Your objective: The data should be transcribed in its entirety, word for word.
(Data excerpts)
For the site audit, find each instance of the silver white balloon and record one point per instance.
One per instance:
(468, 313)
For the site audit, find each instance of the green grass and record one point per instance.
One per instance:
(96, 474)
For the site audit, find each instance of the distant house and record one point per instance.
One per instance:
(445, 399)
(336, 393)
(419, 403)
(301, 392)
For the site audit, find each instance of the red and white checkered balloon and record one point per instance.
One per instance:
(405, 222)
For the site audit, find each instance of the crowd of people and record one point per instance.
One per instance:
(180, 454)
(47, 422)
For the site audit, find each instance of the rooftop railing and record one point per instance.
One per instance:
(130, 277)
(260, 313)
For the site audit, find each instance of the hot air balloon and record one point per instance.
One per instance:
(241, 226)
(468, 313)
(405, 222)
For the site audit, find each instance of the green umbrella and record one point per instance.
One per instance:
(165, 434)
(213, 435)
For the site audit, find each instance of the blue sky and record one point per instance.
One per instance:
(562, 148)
(End Data excerpts)
Expected answer:
For the site audit, find each instance of the silver white balloon and record one point per instance.
One per instance:
(468, 313)
For the site audit, find each instance of the green grass and record one point per instance.
One per instance:
(96, 474)
For the site audit, find each instance of the distant house and record one point per instance.
One per instance:
(445, 399)
(336, 393)
(419, 403)
(301, 392)
For the site audit, find each instance of the red and white checkered balloon and record one point per instance.
One per instance:
(405, 222)
For the site audit, find each instance of the crowd of people and record one point per instance.
One per instance:
(180, 454)
(47, 422)
For the site audit, find each instance of the rooftop railing and record one point per instance.
One per instance:
(130, 277)
(260, 313)
For the site audit, find each instance of the hot air balloon and record one point per instance.
One per instance:
(241, 226)
(468, 313)
(405, 222)
For the site audit, find each instance of the green umbrella and record one point per instance.
One per instance:
(165, 434)
(213, 435)
For the site audit, find each instance of the blue sky and record one point per instance.
One per instance:
(562, 148)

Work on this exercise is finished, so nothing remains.